>> BEGIN DATA ENTRIES
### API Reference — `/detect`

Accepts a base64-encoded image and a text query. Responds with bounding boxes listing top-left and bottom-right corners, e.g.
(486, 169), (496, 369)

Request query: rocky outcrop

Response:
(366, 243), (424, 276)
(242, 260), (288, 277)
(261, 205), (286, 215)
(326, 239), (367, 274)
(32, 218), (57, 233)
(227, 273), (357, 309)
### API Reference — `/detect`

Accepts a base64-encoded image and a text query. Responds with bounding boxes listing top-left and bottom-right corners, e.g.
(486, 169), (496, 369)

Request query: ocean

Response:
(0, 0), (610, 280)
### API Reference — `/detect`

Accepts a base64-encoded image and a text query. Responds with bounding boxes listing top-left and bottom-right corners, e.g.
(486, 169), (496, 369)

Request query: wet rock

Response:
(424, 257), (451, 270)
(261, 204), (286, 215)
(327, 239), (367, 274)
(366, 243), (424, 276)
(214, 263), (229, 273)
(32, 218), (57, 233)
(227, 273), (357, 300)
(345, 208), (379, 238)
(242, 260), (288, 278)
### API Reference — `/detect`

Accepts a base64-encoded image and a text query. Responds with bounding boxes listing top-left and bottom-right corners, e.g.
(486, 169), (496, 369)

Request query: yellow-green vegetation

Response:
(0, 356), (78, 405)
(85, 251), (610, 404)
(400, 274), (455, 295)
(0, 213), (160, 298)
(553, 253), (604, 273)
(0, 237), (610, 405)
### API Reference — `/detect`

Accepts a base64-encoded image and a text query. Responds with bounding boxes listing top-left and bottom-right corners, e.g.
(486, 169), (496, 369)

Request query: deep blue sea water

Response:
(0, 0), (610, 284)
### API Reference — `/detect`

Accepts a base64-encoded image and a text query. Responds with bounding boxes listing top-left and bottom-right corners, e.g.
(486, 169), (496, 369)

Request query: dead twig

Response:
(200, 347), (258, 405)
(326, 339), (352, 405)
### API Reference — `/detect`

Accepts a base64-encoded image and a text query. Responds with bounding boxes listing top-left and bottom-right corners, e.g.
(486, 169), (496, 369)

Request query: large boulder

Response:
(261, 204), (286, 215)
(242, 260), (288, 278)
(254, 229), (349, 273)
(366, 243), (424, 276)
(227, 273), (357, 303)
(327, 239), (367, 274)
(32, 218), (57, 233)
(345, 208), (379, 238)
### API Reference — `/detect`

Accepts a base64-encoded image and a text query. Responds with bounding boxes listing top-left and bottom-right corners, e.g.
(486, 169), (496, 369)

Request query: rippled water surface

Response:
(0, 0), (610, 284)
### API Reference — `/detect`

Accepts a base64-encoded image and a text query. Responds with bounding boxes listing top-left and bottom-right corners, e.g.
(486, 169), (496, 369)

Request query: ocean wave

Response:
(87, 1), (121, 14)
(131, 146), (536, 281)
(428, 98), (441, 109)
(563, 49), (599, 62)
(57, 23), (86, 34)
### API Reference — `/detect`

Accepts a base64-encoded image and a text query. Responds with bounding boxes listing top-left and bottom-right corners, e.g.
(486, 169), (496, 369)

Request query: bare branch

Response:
>> END DATA ENTRIES
THE PROBLEM –
Using the data above, print every record exactly as shown.

RESPONSE TO THE TASK –
### API Reference — `/detect`

Accepts a base64-encoded image and a text query. Responds with bounding boxes listing top-left and bottom-right corners, e.g.
(486, 169), (496, 369)

Request query: rocky outcrop

Response:
(366, 243), (424, 276)
(242, 260), (288, 277)
(261, 205), (286, 215)
(326, 239), (367, 274)
(32, 218), (57, 233)
(227, 273), (357, 309)
### API Reference — `/detect`

Accepts a base64-encoded image and a text query. Responds with bounding boxes listing top-left and bottom-right corners, e.g.
(486, 169), (496, 369)

Request query: ocean

Response:
(0, 0), (610, 280)
### API Reference — `/detect`

Accepts a base64-encoded image and a text query. Responds with bounding boxes listing top-left and bottom-right corners, e.g.
(486, 169), (496, 369)

Request query: wet rock

Response:
(424, 257), (451, 270)
(261, 204), (286, 215)
(327, 239), (367, 274)
(366, 243), (424, 276)
(214, 263), (229, 273)
(32, 218), (57, 233)
(227, 273), (357, 300)
(345, 208), (379, 238)
(242, 260), (288, 278)
### API Reference — `/detect`

Accepts a base64-encoded image and a text query. Responds with bounding boxes listing top-left and bottom-right corners, e.g.
(486, 169), (496, 369)

Request query: yellow-green vegetation

Response:
(0, 356), (78, 405)
(85, 251), (610, 404)
(400, 274), (455, 295)
(0, 213), (160, 298)
(553, 253), (604, 273)
(0, 237), (610, 405)
### API Reference — `/detect`

Accepts a base64-encoded image and a text query. Responds with bounding boxes listing top-left and bottom-right corners, e.g.
(486, 169), (496, 369)

Request query: deep blue sea water

Response:
(0, 0), (610, 284)
### API Reference — `/detect`

Accepts a base64-encoded image and a text query. Responds with bounding boxes listing top-left and bottom-right corners, e.g.
(486, 169), (496, 369)

Request query: dead twig

Response:
(200, 347), (258, 405)
(326, 339), (352, 405)
### API Reference — `/detect`

Accepts a base64-encoded image and a text query. Responds with bounding boxes listing top-left and bottom-right corners, e.g.
(486, 169), (496, 369)

Request query: large boulder

Response:
(261, 204), (286, 215)
(242, 260), (288, 278)
(254, 229), (349, 273)
(366, 243), (424, 276)
(227, 273), (357, 303)
(327, 239), (367, 274)
(32, 218), (57, 233)
(345, 208), (379, 238)
### API Reference — `/detect`

Accepts a base64-encoded image and a text query. Responds with bounding boxes listing top-left and bottom-right corners, e.g.
(486, 169), (496, 369)

Request query: rippled water surface

Response:
(0, 0), (610, 284)
### API Reference — `/detect`

Accepts a base64-encoded image and a text query. Responds with bounding boxes listing top-left and bottom-right corners, e.g.
(486, 169), (496, 369)

Request query: ocean wave

Response:
(87, 1), (121, 14)
(131, 146), (536, 281)
(428, 98), (441, 109)
(563, 49), (599, 62)
(57, 23), (86, 34)
### API Reference — `/detect`

Accepts a base64-encoded image and a text query. Responds with bounding boxes listing top-left and bottom-right corners, e.g.
(486, 169), (496, 369)

Request query: bare branch

Response:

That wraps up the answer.